━━━ Records for the task ━━━
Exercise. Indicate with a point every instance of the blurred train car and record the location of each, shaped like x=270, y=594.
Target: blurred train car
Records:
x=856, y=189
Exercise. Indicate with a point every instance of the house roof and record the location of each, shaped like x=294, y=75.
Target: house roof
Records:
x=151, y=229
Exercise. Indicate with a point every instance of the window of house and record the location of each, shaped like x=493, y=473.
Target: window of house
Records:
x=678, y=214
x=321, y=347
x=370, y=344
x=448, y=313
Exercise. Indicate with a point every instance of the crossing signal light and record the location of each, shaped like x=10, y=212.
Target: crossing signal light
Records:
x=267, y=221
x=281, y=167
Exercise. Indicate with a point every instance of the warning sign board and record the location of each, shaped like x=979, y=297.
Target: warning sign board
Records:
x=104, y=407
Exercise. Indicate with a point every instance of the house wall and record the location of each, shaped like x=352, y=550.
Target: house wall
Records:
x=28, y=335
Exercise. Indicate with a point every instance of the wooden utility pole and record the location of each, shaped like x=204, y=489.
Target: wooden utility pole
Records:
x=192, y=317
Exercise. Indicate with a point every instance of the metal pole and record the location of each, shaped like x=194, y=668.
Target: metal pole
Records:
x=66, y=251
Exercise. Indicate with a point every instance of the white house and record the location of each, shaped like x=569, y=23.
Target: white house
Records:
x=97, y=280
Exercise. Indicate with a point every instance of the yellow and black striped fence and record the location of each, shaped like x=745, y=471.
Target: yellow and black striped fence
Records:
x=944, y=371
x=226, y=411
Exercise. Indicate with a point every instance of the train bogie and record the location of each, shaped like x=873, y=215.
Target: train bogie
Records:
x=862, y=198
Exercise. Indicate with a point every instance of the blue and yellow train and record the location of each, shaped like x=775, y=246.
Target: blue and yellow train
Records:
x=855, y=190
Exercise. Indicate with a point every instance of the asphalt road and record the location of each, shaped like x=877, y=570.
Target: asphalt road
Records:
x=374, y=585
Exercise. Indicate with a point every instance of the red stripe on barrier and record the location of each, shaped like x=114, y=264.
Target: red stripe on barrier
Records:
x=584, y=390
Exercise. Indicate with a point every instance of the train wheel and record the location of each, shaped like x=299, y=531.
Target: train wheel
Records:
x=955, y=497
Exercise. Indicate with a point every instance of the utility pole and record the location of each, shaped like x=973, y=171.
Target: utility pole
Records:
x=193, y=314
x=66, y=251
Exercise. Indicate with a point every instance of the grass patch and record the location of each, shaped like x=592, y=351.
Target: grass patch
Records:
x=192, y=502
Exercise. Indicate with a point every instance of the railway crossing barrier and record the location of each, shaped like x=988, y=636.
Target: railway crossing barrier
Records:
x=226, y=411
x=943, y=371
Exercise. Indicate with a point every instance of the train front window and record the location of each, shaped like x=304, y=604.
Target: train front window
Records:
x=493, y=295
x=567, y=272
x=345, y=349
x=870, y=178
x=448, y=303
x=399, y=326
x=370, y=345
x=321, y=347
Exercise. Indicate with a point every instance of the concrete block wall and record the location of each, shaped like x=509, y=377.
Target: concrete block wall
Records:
━━━
Task statement — Repeat, without change, each line of the data above from the one that contains "Target: train front window" through the final line, counting both.

Exercise output —
Target: train front window
Records:
x=493, y=295
x=567, y=272
x=345, y=349
x=870, y=178
x=448, y=303
x=399, y=326
x=370, y=345
x=321, y=347
Exercise. Indicate with a point every instance of the concrete block wall and record the location of each, shaped like x=509, y=377.
Target: concrete block wall
Records:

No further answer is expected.